About this exercise: Reproduce each record exactly, leaving nothing out.

Task inputs:
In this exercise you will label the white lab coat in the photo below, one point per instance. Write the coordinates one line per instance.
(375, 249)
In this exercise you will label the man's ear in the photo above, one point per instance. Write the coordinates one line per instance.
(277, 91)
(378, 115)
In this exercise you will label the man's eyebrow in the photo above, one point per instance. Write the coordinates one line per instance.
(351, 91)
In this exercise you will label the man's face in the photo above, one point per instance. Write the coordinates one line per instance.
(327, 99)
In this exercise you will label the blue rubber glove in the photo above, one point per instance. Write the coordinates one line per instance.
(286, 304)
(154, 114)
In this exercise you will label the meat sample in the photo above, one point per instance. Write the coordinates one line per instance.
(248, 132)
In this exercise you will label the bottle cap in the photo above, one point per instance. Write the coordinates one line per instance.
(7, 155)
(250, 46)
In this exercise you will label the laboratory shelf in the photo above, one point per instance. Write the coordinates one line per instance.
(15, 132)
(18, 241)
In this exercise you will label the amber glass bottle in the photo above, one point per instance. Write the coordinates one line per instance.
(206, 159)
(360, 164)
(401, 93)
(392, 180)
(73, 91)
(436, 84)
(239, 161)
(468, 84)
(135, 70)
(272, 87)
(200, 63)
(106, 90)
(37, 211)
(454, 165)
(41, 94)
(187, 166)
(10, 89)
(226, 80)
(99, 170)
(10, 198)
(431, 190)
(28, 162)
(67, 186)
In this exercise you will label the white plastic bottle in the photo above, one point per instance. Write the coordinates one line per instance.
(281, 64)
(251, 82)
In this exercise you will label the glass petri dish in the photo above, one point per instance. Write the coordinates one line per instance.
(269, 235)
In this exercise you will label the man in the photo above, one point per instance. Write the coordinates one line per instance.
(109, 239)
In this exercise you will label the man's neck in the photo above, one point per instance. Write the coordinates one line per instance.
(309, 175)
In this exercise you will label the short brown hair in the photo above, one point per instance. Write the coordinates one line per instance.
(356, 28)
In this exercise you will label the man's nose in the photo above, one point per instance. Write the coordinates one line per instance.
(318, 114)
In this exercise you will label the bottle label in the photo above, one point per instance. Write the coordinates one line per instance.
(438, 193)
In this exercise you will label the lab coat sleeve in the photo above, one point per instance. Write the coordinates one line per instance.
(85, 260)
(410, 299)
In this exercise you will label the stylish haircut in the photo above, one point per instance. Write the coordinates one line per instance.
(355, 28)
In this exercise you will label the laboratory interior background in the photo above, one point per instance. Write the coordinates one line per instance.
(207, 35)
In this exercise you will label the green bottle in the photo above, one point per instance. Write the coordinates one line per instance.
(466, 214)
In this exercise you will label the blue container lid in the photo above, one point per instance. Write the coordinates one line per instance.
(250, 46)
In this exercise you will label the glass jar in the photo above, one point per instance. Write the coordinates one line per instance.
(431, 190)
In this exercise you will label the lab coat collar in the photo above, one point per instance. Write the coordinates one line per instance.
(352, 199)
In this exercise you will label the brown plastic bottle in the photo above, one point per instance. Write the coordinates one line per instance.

Solution to this exercise:
In this exercise you will label the white lab coat in the photo below, one point per instance. Write the coordinates one line per instance.
(375, 249)
In this exercise you will label the man's ear in the photo above, one point per instance. Write the coordinates one line per instance.
(277, 91)
(378, 115)
In this exercise you will label the man's eyebrow in the photo above, one point per instance. Write the coordinates one line per instance.
(351, 91)
In this exercise you will label the man's face in the photo above, one point per instance. Write the coordinates one line per instance.
(327, 99)
In this exercise you will label the blue rubber glove in the photo above, one point per instance. Write the coordinates one line per instance.
(286, 304)
(154, 114)
In this exercise you will label the meat sample in the photo above, one point per instance. Write the coordinates one line per instance.
(248, 132)
In this exercise you will label the bottle cap in the photo above, one point per instance. Write the coordinates one line per instance.
(7, 155)
(250, 46)
In this exercise you will label the laboratory shelf in the photo above, one point per instance. Write the coordinates one line per instance.
(15, 132)
(18, 241)
In this exercise you will label the amber glass bottle in the photo above, one point per instance. Write the coordinates one line per instance.
(206, 159)
(360, 164)
(401, 93)
(392, 180)
(73, 91)
(436, 84)
(239, 161)
(468, 84)
(135, 70)
(272, 87)
(200, 63)
(106, 90)
(37, 211)
(454, 165)
(41, 94)
(187, 166)
(10, 89)
(226, 80)
(99, 170)
(10, 198)
(431, 190)
(28, 162)
(67, 186)
In this exercise you will label the white plastic bottle in the photo above, one point per instance. Write the coordinates one line per instance.
(281, 64)
(251, 82)
In this exercise you will label the glass petri dish in the photo above, one point per instance. Write the coordinates one line per instance.
(269, 235)
In this exercise you will label the man in the photo above, one point per instance. Write the coordinates one line per instance.
(109, 239)
In this exercise you will label the man's neck in the photo above, one point per instance. Write the coordinates one line per instance.
(309, 175)
In this exercise you will label the short brown hair in the photo above, one point per instance. Write the coordinates one line per instance.
(356, 28)
In this exercise you will label the man's nose in the photo above, one point per instance. Write the coordinates one line per instance.
(318, 114)
In this exercise you will label the bottle label in the photo above, one point per instance. Write the coordinates one line per instance.
(438, 193)
In this exercise you will label the lab coat sleeve in the photo above, one point per instance. Write the coordinates one line per instance.
(85, 260)
(410, 299)
In this exercise you will label the stylish haircut in the photo above, one point per instance. Write the coordinates one line per instance.
(355, 28)
In this exercise you will label the laboratory interior background in the photo above, one point per instance. Write the coordinates one line per instance.
(207, 35)
In this exercise you will label the green bottle in the photo above, one point per instance. Write the coordinates one line per instance.
(466, 214)
In this exercise you will label the blue container lid in the photo above, one point per instance. Write the coordinates one line per instance.
(250, 46)
In this exercise you will label the glass jar in the photo above, one point per instance. Write the coordinates one line per instance.
(431, 190)
In this exercise you will label the lab coat collar in the photo above, one point per instance. Write the coordinates one line per instance.
(352, 199)
In this exercise you will label the brown plastic bottle in the photo above, one point per instance. Write the coordinates one line per instance.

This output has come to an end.